A Senior Site Reliability Engineer is a key member of the team responsible for administering, maintaining, and troubleshooting complex infrastructure systems. They collaborate with managers, architects, and engineers to achieve successful outcomes, focusing on implementing best practices in automation, quality assurance, and teamwork.
Requirements
- 7+ years of experience as a System Administrator, DevOps Engineer, SRE, or similar role.
- Deep knowledge of Linux administration, including performance monitoring, tuning and troubleshooting.
- Experience with cloud network design (Azure preferred, AWS or GCP also considered).
- Proficiency in scripting (e.g., Bash, Python) for automation.
- Experience with version control software (preferably Git).
- Experience with configuration management tools (e.g., Puppet, Foreman, Ansible, or similar).
- Knowledge of container orchestration tools (e.g., Kubernetes, Docker Swarm, etc.).
- In-depth knowledge of monitoring and logging solutions for cloud infrastructure (e.g., Prometheus, Grafana, etc.).
- Bachelor’s degree in Computer Science or a related field.
- Excellent time management, organizational, crisis management, and problem-solving skills.
- Self-starter, able to work independently without direct supervision.
- Willingness to innovate, learn, and share knowledge.
- Excellent verbal and written communication skills.
**********
- [EXERCISE OBJECTIVE] Please resume the Senior Site Reliability Engineer job posting, picking up after its final requirement.

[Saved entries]
**********
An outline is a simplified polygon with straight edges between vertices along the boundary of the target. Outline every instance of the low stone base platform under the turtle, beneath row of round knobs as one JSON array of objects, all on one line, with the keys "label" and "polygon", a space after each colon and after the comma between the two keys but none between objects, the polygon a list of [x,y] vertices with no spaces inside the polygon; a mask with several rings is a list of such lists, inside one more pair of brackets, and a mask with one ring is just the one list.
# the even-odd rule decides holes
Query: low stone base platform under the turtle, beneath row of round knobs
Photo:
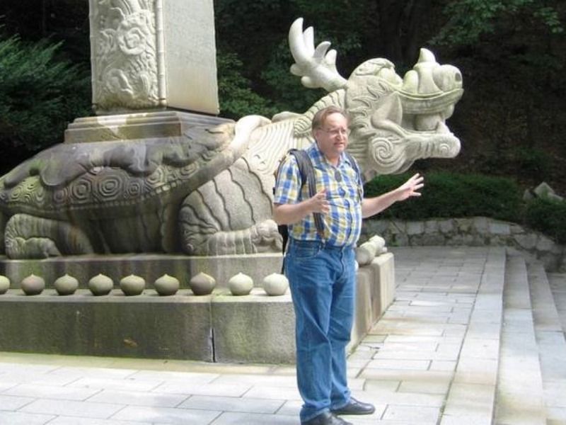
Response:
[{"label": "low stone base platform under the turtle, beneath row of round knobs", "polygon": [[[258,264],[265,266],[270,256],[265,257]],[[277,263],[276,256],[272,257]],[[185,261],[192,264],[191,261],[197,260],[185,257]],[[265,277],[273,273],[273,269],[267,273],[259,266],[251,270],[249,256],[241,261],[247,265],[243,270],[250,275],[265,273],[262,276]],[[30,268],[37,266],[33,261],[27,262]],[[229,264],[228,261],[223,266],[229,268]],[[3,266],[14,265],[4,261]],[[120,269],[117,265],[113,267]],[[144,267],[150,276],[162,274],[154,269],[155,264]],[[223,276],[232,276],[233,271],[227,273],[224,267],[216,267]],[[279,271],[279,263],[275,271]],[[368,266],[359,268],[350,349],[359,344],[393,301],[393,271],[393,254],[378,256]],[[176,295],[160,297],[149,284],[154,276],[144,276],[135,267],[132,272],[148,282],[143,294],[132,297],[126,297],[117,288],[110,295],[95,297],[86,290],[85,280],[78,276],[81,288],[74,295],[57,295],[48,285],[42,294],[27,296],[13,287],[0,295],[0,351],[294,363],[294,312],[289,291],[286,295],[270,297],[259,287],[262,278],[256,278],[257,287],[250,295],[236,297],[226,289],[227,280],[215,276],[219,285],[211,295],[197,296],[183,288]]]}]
**********
- [WRITTEN ANSWER]
- Experience developing and implementing IT security best practices and procedures.
- Willingness to participate in on-call rotations and respond to incidents in a timely and effective manner.
- Excellent command of the English language.
- Understanding of core AI concepts and application of them ethically to enhance productivity, insights, and decision-making.
- Crafting effective prompts to optimize the quality and relevance of AI-generated outputs.
- Exploring and applying agentic AI systems, using or managing autonomous agents to streamline workflows and automate tasks.
- Leveraging AI tools to boost efficiency, creativity, and innovation in daily work.
- Staying curious and adaptable, continuously experimenting with AI-driven solutions to elevate team performance and customer impact.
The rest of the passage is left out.